RECORDED DATA>
________________________

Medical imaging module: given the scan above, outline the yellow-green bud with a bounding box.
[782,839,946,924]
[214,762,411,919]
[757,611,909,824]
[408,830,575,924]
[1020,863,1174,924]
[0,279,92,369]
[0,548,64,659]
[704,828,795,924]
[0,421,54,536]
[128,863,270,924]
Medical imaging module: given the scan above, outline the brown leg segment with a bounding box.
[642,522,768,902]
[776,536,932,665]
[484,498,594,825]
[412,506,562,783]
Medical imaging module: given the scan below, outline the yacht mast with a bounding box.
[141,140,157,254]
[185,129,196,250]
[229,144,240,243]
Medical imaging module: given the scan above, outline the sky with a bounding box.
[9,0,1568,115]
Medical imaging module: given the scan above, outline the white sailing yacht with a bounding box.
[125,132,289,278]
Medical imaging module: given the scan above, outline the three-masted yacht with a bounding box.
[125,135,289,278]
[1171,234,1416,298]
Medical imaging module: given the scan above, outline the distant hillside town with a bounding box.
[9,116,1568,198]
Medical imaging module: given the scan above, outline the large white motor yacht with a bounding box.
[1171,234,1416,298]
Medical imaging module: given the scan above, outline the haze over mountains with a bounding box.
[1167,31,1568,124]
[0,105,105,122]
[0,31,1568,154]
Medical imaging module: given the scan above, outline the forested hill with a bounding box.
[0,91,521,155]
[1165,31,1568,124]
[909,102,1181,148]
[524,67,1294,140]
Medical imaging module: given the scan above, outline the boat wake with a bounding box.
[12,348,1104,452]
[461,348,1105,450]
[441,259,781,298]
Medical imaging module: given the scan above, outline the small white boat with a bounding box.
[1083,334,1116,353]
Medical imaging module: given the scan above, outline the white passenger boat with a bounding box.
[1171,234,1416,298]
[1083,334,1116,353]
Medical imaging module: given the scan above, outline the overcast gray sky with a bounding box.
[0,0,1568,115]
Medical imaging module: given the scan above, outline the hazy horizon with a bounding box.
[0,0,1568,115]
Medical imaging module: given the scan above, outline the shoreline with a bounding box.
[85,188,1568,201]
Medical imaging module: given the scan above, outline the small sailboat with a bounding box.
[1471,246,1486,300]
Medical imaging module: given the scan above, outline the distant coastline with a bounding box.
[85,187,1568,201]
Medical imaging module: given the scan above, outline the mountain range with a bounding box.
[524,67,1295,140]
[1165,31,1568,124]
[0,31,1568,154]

________________________

REQUIRED WORK> Render every line of the listing above as a numbered list, leaving out any blank lines.

RIGHT ANSWER>
1. Medical imaging module: given the scan above, outline the yellow-green bud with a bounding box.
2. [782,839,946,924]
3. [214,762,411,919]
4. [757,611,909,824]
5. [408,830,575,924]
6. [1020,863,1174,924]
7. [0,279,92,369]
8. [0,548,64,659]
9. [704,828,795,924]
10. [0,421,54,536]
11. [128,863,270,924]
12. Medical imaging module: given the scan above, outline the brown leg segment with a bounding box.
13. [642,522,768,902]
14. [776,536,932,665]
15. [484,498,594,825]
16. [412,506,562,783]
17. Medical imaging module: given the scan below, outline the yacht mast with a bounding box.
18. [141,140,157,254]
19. [185,129,196,250]
20. [229,144,240,243]
21. Medical imaging module: given the scan above, outline the sky with a bounding box.
22. [9,0,1568,115]
23. Medical imaging module: given the scan above, outline the white sailing yacht with a bounding box.
24. [125,132,289,278]
25. Medical imaging module: given the scan above, outline the three-masted yacht with a bounding box.
26. [125,135,289,278]
27. [1171,234,1416,298]
28. Medical imaging module: given the scan above, outline the distant hillside town with a bounding box.
29. [9,116,1568,198]
30. Medical imaging module: given the scan above, outline the large white motor yacht with a bounding box.
31. [1171,234,1416,298]
32. Medical imaging module: given the scan above, outline the haze over mountains with a bounding box.
33. [1167,31,1568,124]
34. [0,105,105,122]
35. [0,31,1568,154]
36. Medical imaging module: given the scan above, outline the forested hill with a bounding box.
37. [0,91,521,155]
38. [1165,31,1568,124]
39. [909,102,1181,148]
40. [524,67,1294,140]
41. Medical imaging module: given the scan above, outline the boat wake with a bounding box.
42. [12,348,1104,452]
43. [461,348,1105,450]
44. [441,259,781,298]
45. Medical imaging module: given the scan above, outline the small white boat with a bounding box.
46. [1083,334,1116,353]
47. Medical imaging module: given the scan above, outline the white passenger boat with a bounding box.
48. [1171,234,1416,298]
49. [1083,334,1116,353]
50. Medical imaging module: given the scan above, outline the overcast gray sky with a bounding box.
51. [0,0,1568,115]
52. Medical imaging module: given the scan above, outline the hazy horizon with a bounding box.
53. [0,0,1568,115]
54. Medical imaging module: given the scan above, outline the shoreline with a bounding box.
55. [85,188,1568,201]
56. Medical imaging module: given the scan above, outline the small sailboat with a bounding box.
57. [1471,246,1486,300]
58. Medical imaging module: given the scan above, outline the distant coastline with a bounding box.
59. [85,187,1568,201]
60. Medical imaging module: given the scan above, outline the mountain range with a bounding box.
61. [524,67,1295,140]
62. [1165,31,1568,124]
63. [0,31,1568,154]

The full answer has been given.